> **REQUIRED TASKS**
[1] Summarize the backup proposal in two sentences.
[2] Continue the backup proposal from its last sentence onward.

> **QUOTED PASSAGE**
◆ ◆ ◆

Why do you need to do that? And where do you need to do that?

It seems to me that there are three interesting operations:

1. Take a full backup. Basically, we already have this. In the
backup label file, make sure to note the newest LSN guaranteed to be
present in the backup.

2. Take a differential backup. In the backup label file, note the LSN
of the fullback to which the differential backup is relative, and the
newest LSN guaranteed to be present in the differential backup. The
actual backup can consist of a series of 20-byte buffer tags, those
being the exact set of blocks newer than the base-backup's
latest-guaranteed-to-be-present LSN. Each buffer tag is followed by
an 8kB block of data. If a relfilenode is truncated or removed, you
need some way to indicate that in the backup; e.g. include a buffertag
with forknum = -(forknum + 1) and blocknum = the new number of blocks,
or InvalidBlockNumber if removed entirely.

◆ ◆ ◆

> **ENTRIES**
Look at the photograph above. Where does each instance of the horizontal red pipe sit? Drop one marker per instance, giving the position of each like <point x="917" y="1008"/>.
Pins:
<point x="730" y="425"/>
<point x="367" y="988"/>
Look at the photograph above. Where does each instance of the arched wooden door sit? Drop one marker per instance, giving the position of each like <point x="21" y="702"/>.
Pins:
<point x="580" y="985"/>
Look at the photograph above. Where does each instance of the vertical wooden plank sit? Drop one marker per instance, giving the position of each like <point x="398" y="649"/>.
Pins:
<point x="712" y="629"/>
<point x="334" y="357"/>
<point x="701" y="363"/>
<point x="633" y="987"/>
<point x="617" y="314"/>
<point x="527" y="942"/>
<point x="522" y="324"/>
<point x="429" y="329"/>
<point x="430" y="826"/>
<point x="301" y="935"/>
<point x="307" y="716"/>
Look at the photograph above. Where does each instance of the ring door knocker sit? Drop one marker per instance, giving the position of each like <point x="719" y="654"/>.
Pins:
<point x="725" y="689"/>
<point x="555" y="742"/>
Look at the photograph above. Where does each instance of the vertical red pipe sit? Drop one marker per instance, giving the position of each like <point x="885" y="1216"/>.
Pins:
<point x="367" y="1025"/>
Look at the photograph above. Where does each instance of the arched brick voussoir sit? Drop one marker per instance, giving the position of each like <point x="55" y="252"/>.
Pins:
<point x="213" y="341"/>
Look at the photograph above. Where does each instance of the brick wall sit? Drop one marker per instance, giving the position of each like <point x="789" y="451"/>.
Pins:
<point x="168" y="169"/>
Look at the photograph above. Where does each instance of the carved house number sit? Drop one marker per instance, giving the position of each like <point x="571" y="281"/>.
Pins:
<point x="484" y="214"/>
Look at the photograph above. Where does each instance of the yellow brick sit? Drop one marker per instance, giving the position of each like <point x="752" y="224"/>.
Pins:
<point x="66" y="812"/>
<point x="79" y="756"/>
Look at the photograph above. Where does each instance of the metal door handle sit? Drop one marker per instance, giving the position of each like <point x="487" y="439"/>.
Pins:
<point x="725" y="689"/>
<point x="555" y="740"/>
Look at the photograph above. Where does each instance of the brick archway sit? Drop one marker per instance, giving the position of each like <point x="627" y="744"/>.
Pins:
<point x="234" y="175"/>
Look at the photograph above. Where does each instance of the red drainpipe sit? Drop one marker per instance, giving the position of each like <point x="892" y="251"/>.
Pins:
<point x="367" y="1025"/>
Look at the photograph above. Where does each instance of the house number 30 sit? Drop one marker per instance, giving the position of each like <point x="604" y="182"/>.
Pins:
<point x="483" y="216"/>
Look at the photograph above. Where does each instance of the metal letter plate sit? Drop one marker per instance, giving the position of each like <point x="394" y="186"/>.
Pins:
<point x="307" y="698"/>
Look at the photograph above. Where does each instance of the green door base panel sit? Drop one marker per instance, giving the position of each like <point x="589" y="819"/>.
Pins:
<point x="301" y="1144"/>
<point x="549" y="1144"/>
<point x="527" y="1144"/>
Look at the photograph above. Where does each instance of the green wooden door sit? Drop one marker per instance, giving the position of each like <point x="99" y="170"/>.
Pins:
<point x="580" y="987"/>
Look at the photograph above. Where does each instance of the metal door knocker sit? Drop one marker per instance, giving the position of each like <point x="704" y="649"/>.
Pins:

◆ ◆ ◆

> **ANSWERS FOR THE TASKS**
[1] The writer proposes three backup operations and describes the first two, starting with a full backup, which mostly exists already, whose label file should record the newest LSN guaranteed to be present. The second is a differential backup that notes in its label the LSN of the full backup it is relative to and its own newest guaranteed LSN, and consists of 20-byte buffer tags each followed by an 8kB block, with a specially formed buffer tag marking any relfilenode that was truncated or removed.

[2]
3. Apply a differential backup to a full backup to create an updated
full backup. This is just a matter of scanning the full backup and
the differential backup and applying the changes in the differential
backup to the full backup.

You might want combinations of these, like something that does 2+3 as
a single operation, for efficiency, or a way to copy a full backup and
apply a differential backup to it as you go. But that's it, right?
What else do you need?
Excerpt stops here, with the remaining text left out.